• ACTION ITEM:
Using the text on acute thyroiditis, answer these:
1. Which form of thyroiditis often occurs in the postpartum period?
2. Which imaging modality is named as first-line?
3. Which antibodies are tested to rule out Graves' disease?

• PAGE TEXT:
══════════════════════════════

Investigation of Acute Thyroiditis
The investigation of acute thyroiditis should begin with thyroid function tests (TSH, free T4, free T3), inflammatory markers (CRP, ESR), and thyroid antibody testing, followed by imaging with ultrasound as the first-line modality to evaluate thyroid morphology and blood flow patterns. 1, 2
Clinical Presentation and Initial Assessment
Acute thyroiditis presents in several forms, each requiring specific diagnostic approaches:
Acute suppurative thyroiditis:
- Presents with fever, severe neck pain, erythema, and tenderness
- Often occurs in immunocompromised patients or those with anatomical defects
- May progress to abscess formation if untreated 3
Subacute granulomatous thyroiditis (de Quervain's):
- Characterized by anterior neck pain, often following upper respiratory infection
- Typically self-limited but painful 4
Subacute lymphocytic (silent) thyroiditis:
- Usually painless
- Often occurs in postpartum period
- Autoimmune in origin 5
Diagnostic Algorithm
Step 1: Laboratory Testing
Thyroid function tests:
- TSH, free T4, free T3 to determine thyroid status
- Most forms of thyroiditis follow a triphasic pattern:
- Initial hyperthyroidism (thyrotoxicosis) - low TSH, high free T4/T3
- Followed by hypothyroidism - high TSH, low free T4/T3
- Eventually normal function may return 1
Inflammatory markers:
- Elevated ESR and CRP in subacute granulomatous thyroiditis
- May be normal in lymphocytic thyroiditis 5
Thyroid antibodies:
- Thyroid peroxidase (TPO) antibodies - elevated in Hashimoto's thyroiditis
- Thyroglobulin antibodies - may be elevated in autoimmune thyroiditis
- TSH receptor antibodies (TRAb) - to rule out Graves' disease 2
Step 2: Imaging Studies
Thyroid ultrasound (first-line imaging):
Radionuclide uptake and scan:
- Radioiodine uptake (RAIU) or Technetium-99m scan
- Decreased uptake in destructive thyroiditis (distinguishing from Graves' disease)

══════════════════════════════

• EXTRACTED DATA:
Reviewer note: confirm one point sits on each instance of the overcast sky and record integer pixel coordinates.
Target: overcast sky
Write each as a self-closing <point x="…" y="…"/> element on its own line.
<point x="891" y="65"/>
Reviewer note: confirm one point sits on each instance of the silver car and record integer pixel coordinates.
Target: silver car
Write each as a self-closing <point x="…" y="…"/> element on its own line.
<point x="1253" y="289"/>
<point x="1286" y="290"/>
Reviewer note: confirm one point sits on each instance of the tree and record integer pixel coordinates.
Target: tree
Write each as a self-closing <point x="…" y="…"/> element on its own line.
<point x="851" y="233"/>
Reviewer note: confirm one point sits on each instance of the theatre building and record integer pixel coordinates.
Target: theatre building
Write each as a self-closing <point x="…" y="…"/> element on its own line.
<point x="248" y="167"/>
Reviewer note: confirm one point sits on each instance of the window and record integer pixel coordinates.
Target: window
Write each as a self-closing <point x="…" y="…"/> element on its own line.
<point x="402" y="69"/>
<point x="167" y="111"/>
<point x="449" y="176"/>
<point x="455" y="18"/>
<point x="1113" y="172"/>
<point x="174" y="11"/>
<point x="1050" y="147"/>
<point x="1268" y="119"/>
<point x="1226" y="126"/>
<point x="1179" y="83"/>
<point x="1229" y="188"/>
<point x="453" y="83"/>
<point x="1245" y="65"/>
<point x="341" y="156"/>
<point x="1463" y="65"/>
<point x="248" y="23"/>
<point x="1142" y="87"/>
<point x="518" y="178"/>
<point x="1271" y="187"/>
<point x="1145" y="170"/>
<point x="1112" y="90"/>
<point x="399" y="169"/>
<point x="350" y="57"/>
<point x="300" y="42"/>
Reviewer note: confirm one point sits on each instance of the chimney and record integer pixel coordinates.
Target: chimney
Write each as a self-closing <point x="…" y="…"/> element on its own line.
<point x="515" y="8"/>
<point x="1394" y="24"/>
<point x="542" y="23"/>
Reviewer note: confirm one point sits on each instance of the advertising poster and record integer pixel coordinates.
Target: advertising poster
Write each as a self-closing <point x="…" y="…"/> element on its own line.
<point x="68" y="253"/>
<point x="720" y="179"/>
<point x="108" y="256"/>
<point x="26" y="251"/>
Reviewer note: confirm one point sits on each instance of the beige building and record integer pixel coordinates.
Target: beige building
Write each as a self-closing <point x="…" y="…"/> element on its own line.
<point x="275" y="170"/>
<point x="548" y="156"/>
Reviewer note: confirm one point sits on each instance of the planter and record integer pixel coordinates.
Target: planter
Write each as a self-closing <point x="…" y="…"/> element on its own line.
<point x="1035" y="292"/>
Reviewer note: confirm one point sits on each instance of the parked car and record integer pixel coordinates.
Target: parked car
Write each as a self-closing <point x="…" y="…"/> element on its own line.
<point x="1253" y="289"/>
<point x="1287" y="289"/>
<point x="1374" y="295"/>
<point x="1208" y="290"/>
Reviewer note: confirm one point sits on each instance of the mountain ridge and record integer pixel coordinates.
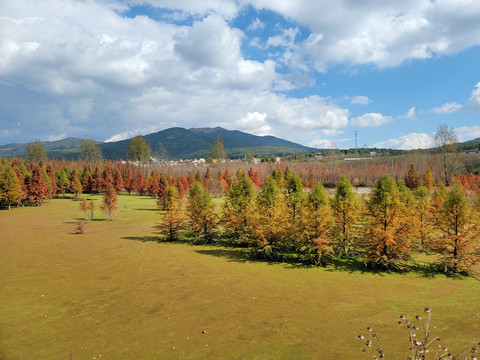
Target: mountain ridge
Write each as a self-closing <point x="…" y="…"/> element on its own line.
<point x="175" y="143"/>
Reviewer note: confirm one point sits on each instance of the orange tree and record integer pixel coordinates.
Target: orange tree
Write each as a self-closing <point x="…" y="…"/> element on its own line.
<point x="271" y="225"/>
<point x="316" y="221"/>
<point x="10" y="187"/>
<point x="458" y="244"/>
<point x="109" y="204"/>
<point x="200" y="211"/>
<point x="172" y="217"/>
<point x="387" y="231"/>
<point x="345" y="214"/>
<point x="238" y="209"/>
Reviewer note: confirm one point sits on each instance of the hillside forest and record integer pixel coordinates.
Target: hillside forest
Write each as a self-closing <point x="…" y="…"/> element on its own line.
<point x="379" y="212"/>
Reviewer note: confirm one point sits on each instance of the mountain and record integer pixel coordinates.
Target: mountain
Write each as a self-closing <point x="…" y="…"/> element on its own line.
<point x="195" y="143"/>
<point x="174" y="143"/>
<point x="21" y="149"/>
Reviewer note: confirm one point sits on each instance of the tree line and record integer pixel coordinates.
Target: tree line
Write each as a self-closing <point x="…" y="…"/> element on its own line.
<point x="283" y="221"/>
<point x="283" y="215"/>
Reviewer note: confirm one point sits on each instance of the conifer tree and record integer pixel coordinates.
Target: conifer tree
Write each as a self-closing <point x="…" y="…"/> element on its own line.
<point x="85" y="207"/>
<point x="36" y="186"/>
<point x="98" y="183"/>
<point x="272" y="228"/>
<point x="172" y="218"/>
<point x="200" y="211"/>
<point x="345" y="214"/>
<point x="458" y="245"/>
<point x="10" y="187"/>
<point x="117" y="180"/>
<point x="109" y="204"/>
<point x="388" y="230"/>
<point x="128" y="181"/>
<point x="423" y="218"/>
<point x="428" y="180"/>
<point x="316" y="221"/>
<point x="411" y="180"/>
<point x="75" y="184"/>
<point x="238" y="210"/>
<point x="294" y="193"/>
<point x="139" y="183"/>
<point x="62" y="181"/>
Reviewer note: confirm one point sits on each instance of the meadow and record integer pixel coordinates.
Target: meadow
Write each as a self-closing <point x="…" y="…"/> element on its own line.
<point x="114" y="292"/>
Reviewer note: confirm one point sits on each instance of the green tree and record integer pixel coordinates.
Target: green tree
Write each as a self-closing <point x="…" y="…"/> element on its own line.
<point x="36" y="186"/>
<point x="294" y="192"/>
<point x="346" y="210"/>
<point x="200" y="211"/>
<point x="388" y="230"/>
<point x="423" y="218"/>
<point x="10" y="187"/>
<point x="458" y="245"/>
<point x="171" y="219"/>
<point x="36" y="151"/>
<point x="271" y="230"/>
<point x="90" y="151"/>
<point x="109" y="204"/>
<point x="62" y="181"/>
<point x="217" y="150"/>
<point x="447" y="143"/>
<point x="139" y="150"/>
<point x="316" y="221"/>
<point x="238" y="209"/>
<point x="411" y="180"/>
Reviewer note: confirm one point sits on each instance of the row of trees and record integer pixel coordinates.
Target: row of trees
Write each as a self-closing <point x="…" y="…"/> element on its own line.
<point x="282" y="220"/>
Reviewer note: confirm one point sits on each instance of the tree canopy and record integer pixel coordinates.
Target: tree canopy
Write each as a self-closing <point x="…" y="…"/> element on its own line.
<point x="139" y="150"/>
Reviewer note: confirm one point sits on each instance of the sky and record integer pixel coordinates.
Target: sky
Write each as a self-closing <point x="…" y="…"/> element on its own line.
<point x="310" y="71"/>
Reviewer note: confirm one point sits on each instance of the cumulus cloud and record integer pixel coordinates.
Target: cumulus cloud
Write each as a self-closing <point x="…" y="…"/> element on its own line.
<point x="466" y="133"/>
<point x="362" y="100"/>
<point x="254" y="123"/>
<point x="474" y="100"/>
<point x="447" y="108"/>
<point x="322" y="144"/>
<point x="256" y="24"/>
<point x="371" y="119"/>
<point x="384" y="33"/>
<point x="407" y="142"/>
<point x="410" y="114"/>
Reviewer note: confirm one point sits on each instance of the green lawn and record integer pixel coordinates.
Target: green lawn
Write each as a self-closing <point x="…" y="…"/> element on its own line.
<point x="112" y="294"/>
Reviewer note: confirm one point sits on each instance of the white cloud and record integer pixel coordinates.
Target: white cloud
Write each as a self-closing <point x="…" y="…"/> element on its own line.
<point x="466" y="133"/>
<point x="447" y="108"/>
<point x="407" y="142"/>
<point x="254" y="123"/>
<point x="385" y="33"/>
<point x="322" y="144"/>
<point x="371" y="120"/>
<point x="256" y="24"/>
<point x="410" y="114"/>
<point x="474" y="100"/>
<point x="362" y="100"/>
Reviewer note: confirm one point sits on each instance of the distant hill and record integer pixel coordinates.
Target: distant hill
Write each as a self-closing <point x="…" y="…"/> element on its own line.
<point x="471" y="144"/>
<point x="174" y="143"/>
<point x="183" y="143"/>
<point x="21" y="149"/>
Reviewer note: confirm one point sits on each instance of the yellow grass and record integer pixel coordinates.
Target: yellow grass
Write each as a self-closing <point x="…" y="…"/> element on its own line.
<point x="108" y="295"/>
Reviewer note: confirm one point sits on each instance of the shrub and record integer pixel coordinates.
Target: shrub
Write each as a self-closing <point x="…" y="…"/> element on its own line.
<point x="422" y="343"/>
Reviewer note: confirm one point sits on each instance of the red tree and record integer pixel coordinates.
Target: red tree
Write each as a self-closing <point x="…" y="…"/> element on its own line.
<point x="139" y="183"/>
<point x="36" y="186"/>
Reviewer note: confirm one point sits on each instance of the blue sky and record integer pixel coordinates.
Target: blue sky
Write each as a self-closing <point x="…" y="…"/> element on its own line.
<point x="313" y="72"/>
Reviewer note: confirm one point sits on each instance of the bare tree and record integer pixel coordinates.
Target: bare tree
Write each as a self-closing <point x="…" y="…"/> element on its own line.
<point x="447" y="143"/>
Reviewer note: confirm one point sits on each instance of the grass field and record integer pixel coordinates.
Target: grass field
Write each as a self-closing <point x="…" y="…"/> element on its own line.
<point x="113" y="294"/>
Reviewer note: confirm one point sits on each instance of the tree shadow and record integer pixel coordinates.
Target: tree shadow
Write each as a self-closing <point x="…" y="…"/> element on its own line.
<point x="237" y="255"/>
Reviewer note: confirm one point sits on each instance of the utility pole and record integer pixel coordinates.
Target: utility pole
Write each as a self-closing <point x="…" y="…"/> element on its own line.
<point x="356" y="144"/>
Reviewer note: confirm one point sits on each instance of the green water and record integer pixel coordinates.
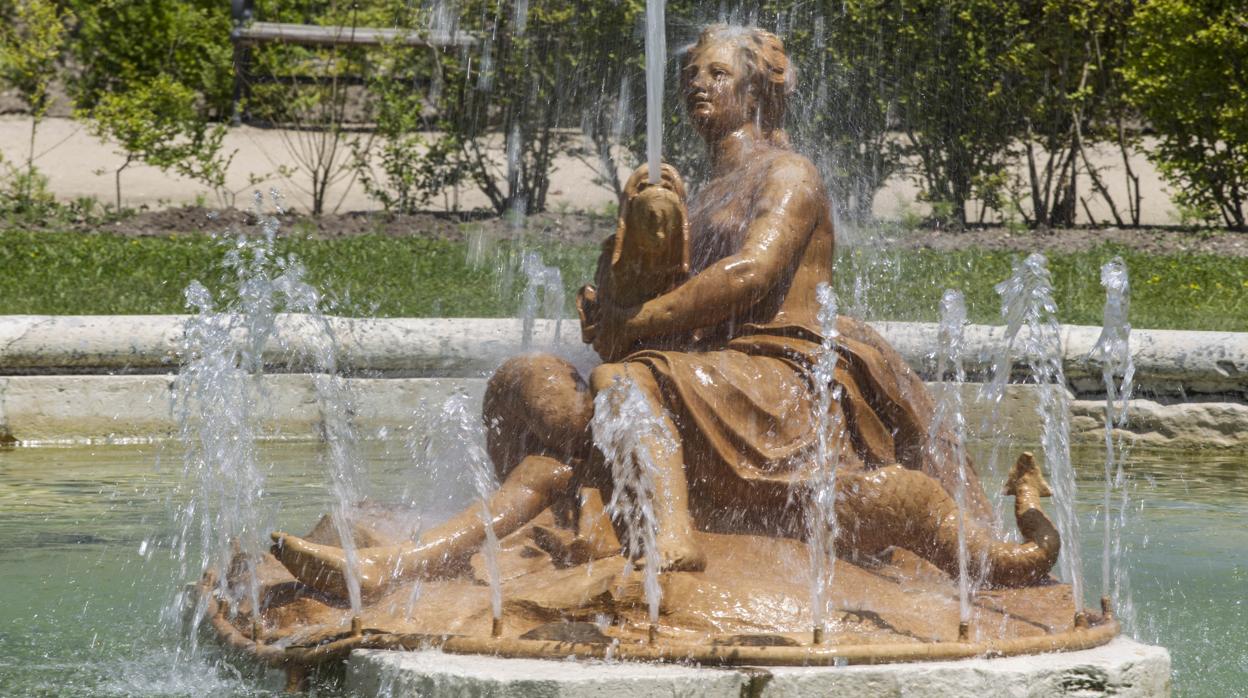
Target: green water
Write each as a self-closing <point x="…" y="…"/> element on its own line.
<point x="85" y="570"/>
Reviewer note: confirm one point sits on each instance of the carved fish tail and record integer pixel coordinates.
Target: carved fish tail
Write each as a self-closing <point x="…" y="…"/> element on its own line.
<point x="900" y="507"/>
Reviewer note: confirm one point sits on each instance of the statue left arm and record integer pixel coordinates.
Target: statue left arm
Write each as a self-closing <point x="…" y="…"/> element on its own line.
<point x="784" y="217"/>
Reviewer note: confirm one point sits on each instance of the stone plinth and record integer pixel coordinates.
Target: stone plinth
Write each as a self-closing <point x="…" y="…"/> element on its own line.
<point x="1122" y="668"/>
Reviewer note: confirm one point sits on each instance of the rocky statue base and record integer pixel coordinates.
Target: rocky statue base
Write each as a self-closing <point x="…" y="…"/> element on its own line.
<point x="1122" y="668"/>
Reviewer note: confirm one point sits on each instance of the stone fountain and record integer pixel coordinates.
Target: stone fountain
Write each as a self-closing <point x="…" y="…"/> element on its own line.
<point x="746" y="480"/>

══════════════════════════════

• EXERCISE OUTPUT:
1. Subacute lymphocytic (silent) thyroiditis
2. Thyroid ultrasound
3. TSH receptor antibodies (TRAb)